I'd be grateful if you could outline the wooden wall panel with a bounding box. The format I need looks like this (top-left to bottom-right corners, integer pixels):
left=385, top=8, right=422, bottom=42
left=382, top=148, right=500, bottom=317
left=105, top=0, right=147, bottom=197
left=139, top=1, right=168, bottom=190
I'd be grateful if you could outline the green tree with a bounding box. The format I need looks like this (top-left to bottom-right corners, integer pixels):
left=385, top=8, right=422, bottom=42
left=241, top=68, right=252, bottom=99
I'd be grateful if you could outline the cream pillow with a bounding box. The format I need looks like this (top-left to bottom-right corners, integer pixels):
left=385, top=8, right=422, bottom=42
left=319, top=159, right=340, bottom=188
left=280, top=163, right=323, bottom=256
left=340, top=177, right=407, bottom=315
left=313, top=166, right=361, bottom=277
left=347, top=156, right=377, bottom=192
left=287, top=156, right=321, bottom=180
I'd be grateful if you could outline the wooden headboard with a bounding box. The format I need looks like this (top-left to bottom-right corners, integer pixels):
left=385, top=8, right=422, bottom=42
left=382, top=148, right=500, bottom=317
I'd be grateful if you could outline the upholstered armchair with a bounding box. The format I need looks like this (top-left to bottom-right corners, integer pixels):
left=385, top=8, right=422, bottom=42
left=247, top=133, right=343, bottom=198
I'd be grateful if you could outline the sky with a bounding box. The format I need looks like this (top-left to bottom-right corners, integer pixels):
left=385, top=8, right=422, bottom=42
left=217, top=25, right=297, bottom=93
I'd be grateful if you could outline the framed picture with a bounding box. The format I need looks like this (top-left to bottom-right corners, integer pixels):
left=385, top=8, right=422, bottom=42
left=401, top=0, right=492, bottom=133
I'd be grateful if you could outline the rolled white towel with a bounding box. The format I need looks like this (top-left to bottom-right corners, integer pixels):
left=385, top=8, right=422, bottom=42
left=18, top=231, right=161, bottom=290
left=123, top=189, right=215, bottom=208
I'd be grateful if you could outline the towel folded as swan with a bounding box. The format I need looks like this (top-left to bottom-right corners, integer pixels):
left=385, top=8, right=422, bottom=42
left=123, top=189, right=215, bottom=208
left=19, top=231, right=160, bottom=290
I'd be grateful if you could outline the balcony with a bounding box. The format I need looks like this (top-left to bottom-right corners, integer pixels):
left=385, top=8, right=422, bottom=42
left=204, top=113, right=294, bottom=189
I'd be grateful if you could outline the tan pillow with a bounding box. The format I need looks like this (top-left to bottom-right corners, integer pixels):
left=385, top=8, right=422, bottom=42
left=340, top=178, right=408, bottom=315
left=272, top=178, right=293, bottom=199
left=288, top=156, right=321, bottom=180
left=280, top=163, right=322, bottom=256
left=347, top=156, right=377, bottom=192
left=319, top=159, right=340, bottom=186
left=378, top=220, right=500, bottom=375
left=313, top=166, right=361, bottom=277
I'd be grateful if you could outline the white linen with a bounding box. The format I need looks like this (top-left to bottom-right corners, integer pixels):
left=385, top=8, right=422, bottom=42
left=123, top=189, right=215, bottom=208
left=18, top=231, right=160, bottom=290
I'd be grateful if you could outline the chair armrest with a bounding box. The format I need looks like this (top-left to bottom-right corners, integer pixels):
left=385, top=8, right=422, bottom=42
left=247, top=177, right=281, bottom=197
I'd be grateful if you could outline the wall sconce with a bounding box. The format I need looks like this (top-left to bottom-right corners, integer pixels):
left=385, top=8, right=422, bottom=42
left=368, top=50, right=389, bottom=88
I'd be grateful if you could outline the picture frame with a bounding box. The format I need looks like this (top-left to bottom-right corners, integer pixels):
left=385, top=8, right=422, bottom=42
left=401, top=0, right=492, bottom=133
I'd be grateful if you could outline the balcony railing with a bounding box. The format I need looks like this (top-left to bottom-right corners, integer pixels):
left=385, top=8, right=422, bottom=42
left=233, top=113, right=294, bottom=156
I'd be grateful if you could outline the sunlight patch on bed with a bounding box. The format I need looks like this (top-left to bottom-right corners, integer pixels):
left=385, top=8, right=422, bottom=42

• TASK GOAL
Reproduce the lines of the data above between the line containing "I'd be grateful if you could outline the wall" and the line containing "left=368, top=50, right=389, bottom=88", inclusive.

• THE SOLUTION
I'd be grateful if you could outline the wall sconce with a bounding box. The format I need looks like this (top-left to bottom-right corners, integer pixels):
left=385, top=8, right=422, bottom=42
left=368, top=50, right=389, bottom=88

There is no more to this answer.